Goal 1: Reproduce the comment thread below word for word, from "Has Oracle/Sun also" to "IBM XL C/C++.".

Given passage:
-- Start --
Has Oracle/Sun also adapted LLVM/Clang for Solaris, or are they staying w/ GCC?

If you mean "as their official compiler", the answer to both questions is "no"; they have, instead, Sun^WOracle Solaris Studio's compilers. If you mean "in their package system", they could offer both, but currently only appear to offer GCC 3 and GCC 4.5.

How about IBM in AIX,

If you mean "as their official compiler", the answer to both questions is "no"; they have, instead, IBM XL C/C++.

or HP in HP/UX?

If you mean "as their official compiler", the answer to both questions is "no"; they have, instead, HP C/aC++.

Comment Re:Apple done fucked up good (Score 1) 158

Out of curiosity I've just tried

If you're trying, you're probably doing it slowly and carefully enough that you don't hit the window border drag region. This happens (on occasion, not particularly often, but often enough to be a small irritation) when I'm doing a quick select-and-copy (or, when not on a Mac, a quick select-and-paste-current-selection).

Comment Re:Apple done fucked up good (Score 1) 158

If I ever did that, I'd stop working and have my eyes and brain checked for: 1.Not seeing the cursur icon

Sorry I didn't notice the cursor image change in the few milliseconds between hitting the region where selecting grabs the border and clicking the trackpad.
-- End --
Supplied records:
-- Start --
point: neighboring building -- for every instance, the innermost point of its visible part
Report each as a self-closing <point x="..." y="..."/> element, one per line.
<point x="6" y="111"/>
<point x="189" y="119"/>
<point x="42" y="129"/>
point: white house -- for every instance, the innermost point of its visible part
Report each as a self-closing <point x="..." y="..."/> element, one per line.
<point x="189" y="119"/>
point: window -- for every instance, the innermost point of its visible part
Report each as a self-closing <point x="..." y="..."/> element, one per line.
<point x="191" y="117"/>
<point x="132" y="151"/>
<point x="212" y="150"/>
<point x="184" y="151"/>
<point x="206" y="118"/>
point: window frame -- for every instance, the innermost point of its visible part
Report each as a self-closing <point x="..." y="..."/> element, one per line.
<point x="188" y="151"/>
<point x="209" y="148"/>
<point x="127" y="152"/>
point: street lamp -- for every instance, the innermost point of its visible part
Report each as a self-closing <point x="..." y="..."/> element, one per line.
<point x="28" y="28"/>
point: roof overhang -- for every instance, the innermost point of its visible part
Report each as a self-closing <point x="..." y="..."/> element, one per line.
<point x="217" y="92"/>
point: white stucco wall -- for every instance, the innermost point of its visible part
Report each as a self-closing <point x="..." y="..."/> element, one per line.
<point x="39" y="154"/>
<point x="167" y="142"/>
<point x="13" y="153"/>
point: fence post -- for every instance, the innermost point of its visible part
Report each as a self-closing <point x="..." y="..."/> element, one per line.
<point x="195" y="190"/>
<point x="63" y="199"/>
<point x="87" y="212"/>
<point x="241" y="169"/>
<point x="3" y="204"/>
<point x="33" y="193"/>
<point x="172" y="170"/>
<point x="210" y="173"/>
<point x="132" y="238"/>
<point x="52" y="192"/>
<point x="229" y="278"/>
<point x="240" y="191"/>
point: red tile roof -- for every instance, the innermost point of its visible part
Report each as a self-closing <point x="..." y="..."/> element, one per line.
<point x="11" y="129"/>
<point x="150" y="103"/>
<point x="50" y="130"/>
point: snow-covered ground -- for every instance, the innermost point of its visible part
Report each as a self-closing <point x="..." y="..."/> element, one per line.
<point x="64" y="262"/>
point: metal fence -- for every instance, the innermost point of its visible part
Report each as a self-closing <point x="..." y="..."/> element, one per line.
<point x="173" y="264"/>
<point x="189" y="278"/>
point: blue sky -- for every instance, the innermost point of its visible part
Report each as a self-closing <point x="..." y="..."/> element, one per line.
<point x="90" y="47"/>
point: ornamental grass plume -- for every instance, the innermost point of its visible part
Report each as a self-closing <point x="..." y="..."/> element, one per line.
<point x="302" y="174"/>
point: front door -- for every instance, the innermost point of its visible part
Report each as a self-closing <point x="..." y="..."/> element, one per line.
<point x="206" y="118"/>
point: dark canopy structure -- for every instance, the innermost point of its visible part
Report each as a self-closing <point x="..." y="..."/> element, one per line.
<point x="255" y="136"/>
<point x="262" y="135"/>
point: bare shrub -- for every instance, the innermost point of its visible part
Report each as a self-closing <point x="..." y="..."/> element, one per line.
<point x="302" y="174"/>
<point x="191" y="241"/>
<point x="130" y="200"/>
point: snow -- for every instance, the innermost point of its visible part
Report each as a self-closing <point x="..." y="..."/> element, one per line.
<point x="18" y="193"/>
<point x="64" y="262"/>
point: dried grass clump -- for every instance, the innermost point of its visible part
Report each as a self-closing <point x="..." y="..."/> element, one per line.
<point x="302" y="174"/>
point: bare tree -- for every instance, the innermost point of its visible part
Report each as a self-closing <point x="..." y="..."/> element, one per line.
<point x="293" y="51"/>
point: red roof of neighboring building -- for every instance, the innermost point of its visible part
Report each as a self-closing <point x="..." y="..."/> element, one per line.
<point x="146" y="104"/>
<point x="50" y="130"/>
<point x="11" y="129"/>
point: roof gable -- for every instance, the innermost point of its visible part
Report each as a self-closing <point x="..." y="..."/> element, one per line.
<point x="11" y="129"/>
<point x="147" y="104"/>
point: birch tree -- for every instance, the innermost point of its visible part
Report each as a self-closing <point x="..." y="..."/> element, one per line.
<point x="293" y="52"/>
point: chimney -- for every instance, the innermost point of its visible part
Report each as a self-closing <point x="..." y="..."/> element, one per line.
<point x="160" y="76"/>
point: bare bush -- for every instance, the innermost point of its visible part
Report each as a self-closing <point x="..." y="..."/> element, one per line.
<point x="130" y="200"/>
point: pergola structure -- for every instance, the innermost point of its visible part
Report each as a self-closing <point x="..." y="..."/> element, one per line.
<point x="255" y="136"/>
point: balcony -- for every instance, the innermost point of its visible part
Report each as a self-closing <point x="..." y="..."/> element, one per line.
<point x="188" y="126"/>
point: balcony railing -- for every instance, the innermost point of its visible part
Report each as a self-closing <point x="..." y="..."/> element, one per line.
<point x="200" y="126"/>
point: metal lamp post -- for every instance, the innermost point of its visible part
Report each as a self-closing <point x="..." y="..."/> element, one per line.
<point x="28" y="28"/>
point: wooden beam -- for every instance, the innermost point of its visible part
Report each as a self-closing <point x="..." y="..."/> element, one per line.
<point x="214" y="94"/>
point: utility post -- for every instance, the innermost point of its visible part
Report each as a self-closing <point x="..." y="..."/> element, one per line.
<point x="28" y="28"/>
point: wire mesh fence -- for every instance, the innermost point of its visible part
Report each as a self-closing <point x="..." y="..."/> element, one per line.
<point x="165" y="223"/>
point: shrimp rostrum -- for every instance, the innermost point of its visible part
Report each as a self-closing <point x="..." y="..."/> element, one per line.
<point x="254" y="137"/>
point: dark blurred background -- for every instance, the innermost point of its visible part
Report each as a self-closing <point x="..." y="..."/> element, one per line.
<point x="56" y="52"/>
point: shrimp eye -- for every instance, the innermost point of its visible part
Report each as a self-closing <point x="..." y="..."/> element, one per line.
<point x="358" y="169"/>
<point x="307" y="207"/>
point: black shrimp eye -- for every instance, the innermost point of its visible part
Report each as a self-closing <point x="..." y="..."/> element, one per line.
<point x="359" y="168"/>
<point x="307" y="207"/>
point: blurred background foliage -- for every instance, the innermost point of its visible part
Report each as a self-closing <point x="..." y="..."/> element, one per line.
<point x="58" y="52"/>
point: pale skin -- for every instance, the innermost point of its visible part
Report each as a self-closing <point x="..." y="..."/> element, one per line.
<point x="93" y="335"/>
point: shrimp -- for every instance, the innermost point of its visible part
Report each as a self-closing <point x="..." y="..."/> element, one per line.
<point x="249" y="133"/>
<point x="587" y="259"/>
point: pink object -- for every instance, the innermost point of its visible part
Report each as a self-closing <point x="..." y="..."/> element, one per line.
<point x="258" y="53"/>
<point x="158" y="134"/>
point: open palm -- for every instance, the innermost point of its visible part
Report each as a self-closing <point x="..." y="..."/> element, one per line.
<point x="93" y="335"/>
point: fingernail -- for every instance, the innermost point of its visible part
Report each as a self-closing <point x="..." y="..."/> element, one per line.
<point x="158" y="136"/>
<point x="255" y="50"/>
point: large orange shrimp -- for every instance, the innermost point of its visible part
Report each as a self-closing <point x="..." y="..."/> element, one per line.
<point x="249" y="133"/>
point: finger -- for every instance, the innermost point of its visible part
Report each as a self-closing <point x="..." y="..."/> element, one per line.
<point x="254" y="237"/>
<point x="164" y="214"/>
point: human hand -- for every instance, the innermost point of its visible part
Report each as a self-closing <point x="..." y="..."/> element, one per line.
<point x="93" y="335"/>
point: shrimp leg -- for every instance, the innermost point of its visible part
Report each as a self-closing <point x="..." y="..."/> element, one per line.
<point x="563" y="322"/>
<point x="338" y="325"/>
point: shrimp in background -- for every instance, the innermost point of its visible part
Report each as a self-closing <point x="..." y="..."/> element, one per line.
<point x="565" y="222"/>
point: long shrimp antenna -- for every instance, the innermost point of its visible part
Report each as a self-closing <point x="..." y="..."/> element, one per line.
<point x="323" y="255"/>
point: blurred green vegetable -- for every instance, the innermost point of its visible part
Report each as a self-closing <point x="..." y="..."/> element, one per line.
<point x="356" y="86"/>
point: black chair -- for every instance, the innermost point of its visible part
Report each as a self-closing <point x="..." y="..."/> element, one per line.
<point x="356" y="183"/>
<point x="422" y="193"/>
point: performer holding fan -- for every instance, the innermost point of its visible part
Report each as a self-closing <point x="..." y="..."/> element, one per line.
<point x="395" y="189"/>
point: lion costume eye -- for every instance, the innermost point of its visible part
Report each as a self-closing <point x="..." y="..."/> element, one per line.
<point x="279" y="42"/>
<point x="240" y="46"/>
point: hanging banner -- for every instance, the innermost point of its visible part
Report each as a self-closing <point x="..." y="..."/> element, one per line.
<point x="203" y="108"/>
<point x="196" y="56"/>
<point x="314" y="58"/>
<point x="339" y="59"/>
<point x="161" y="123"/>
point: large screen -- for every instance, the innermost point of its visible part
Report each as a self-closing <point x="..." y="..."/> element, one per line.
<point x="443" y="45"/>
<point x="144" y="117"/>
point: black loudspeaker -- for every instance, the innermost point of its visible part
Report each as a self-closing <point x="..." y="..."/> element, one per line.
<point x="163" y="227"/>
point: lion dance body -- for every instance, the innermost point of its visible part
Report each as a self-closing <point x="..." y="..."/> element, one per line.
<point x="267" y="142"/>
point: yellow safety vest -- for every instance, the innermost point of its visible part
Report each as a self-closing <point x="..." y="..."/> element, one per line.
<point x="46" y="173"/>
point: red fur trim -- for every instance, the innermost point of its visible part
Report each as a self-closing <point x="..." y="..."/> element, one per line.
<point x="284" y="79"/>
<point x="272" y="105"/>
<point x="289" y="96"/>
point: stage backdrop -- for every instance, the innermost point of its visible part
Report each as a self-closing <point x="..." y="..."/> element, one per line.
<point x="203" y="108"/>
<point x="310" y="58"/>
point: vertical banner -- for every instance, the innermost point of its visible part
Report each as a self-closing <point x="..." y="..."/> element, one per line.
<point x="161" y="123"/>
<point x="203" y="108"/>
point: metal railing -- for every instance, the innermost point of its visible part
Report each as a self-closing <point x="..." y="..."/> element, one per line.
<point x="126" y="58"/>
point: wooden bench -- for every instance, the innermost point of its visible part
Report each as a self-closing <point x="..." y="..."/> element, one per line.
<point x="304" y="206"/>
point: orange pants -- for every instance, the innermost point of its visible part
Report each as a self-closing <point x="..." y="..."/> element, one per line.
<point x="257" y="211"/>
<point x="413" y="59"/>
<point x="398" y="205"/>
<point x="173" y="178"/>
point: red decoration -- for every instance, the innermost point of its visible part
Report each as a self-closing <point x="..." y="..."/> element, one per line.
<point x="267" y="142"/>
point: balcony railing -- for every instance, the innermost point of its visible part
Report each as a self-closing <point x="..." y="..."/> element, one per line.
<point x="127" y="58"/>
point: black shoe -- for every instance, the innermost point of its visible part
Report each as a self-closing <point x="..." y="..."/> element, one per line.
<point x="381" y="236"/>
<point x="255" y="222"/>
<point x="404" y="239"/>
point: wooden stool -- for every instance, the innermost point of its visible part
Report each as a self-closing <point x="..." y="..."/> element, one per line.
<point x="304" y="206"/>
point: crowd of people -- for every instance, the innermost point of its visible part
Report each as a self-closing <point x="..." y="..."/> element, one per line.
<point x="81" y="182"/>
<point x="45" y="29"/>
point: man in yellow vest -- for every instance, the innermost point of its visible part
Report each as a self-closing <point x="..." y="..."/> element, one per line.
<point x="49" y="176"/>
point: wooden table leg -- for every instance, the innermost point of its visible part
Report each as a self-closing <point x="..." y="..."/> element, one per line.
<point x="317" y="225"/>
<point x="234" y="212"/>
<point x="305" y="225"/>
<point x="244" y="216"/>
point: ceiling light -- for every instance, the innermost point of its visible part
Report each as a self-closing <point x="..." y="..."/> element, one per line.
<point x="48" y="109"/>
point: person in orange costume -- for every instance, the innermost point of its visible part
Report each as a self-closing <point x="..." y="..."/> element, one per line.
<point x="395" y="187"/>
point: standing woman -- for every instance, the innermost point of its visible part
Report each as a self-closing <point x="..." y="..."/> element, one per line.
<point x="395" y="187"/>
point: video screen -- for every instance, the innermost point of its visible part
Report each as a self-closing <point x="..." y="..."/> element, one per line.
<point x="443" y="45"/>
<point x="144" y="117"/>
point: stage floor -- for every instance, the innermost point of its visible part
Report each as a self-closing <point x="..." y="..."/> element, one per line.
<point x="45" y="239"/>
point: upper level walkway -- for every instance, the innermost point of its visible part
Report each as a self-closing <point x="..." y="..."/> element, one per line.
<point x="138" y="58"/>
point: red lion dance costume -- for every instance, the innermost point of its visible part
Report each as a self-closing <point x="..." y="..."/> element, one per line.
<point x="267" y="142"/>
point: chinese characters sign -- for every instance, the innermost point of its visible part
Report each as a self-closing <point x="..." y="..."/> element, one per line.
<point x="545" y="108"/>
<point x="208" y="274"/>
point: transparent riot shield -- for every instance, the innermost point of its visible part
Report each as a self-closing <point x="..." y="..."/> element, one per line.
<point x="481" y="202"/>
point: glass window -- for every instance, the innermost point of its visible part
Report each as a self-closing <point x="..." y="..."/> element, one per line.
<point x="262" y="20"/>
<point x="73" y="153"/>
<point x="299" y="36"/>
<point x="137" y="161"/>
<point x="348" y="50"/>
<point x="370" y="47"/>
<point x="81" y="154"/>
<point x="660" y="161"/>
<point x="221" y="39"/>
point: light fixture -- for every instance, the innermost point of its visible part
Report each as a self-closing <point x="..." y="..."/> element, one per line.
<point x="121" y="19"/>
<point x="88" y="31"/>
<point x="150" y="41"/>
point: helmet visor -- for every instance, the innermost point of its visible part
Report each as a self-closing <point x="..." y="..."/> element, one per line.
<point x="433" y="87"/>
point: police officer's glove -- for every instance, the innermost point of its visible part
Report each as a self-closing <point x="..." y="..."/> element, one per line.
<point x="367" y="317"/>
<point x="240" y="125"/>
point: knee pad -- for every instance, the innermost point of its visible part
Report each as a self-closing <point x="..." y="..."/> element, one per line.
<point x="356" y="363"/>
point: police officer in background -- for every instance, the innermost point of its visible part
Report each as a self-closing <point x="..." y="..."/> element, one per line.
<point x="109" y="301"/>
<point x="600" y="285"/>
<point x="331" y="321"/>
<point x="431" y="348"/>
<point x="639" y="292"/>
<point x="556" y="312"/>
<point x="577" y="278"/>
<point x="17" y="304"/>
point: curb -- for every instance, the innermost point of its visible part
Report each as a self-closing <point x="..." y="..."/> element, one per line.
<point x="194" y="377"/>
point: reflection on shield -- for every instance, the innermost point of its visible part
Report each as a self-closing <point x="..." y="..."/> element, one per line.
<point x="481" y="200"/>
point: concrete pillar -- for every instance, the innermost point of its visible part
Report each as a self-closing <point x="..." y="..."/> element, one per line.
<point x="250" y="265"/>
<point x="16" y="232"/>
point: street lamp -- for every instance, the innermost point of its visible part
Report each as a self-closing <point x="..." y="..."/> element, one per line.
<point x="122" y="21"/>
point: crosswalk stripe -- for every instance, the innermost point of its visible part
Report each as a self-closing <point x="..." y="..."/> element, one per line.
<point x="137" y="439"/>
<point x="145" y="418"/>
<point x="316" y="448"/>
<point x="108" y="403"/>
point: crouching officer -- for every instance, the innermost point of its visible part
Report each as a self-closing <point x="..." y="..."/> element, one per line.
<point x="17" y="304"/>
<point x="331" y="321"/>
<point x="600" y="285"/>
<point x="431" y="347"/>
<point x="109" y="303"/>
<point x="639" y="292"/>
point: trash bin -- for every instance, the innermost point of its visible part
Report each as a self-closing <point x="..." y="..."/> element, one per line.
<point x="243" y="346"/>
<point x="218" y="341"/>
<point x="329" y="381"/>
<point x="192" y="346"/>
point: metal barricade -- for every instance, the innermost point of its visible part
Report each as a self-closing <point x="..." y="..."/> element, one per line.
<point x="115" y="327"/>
-- End --
Goal 2: How many lines in the records above contain the string "screen"? Reply with only the number.

Task result 1:
Has Oracle/Sun also adapted LLVM/Clang for Solaris, or are they staying w/ GCC?

If you mean "as their official compiler", the answer to both questions is "no"; they have, instead, Sun^WOracle Solaris Studio's compilers. If you mean "in their package system", they could offer both, but currently only appear to offer GCC 3 and GCC 4.5.

How about IBM in AIX,

If you mean "as their official compiler", the answer to both questions is "no"; they have, instead, IBM XL C/C++.

Task result 2: 2